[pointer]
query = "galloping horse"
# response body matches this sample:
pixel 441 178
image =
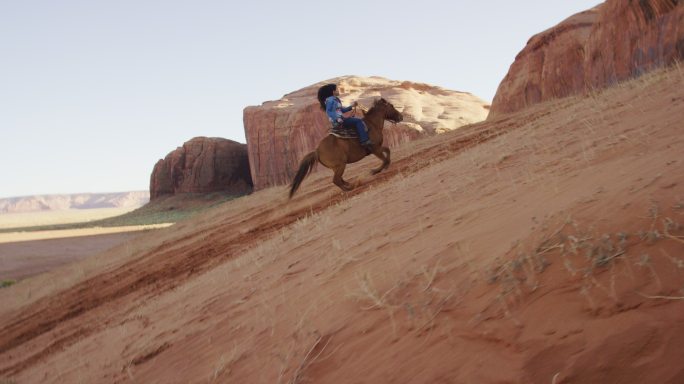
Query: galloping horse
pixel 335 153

·····

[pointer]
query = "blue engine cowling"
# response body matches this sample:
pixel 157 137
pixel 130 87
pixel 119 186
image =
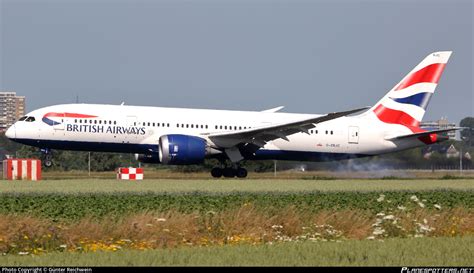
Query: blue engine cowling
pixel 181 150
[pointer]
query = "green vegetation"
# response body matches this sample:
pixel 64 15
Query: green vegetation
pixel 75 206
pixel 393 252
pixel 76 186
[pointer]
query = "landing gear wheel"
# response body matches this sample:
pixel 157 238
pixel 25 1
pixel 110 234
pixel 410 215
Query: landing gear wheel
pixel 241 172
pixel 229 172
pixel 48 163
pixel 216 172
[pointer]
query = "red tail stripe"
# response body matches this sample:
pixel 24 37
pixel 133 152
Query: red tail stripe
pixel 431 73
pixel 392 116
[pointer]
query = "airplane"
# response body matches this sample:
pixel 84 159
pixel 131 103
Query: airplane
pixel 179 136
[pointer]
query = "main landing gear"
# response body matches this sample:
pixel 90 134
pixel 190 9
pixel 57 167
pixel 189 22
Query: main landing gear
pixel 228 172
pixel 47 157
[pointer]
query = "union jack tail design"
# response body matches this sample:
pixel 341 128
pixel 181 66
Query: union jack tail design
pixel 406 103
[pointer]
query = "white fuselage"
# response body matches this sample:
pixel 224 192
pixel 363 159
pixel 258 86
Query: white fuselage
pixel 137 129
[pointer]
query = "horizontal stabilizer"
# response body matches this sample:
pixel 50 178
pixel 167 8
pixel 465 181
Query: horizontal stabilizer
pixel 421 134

·····

- Required task -
Pick out every line in the entries above that contains the string "main". Case counts.

- Solved problem -
query = "main landing gear"
Query: main landing gear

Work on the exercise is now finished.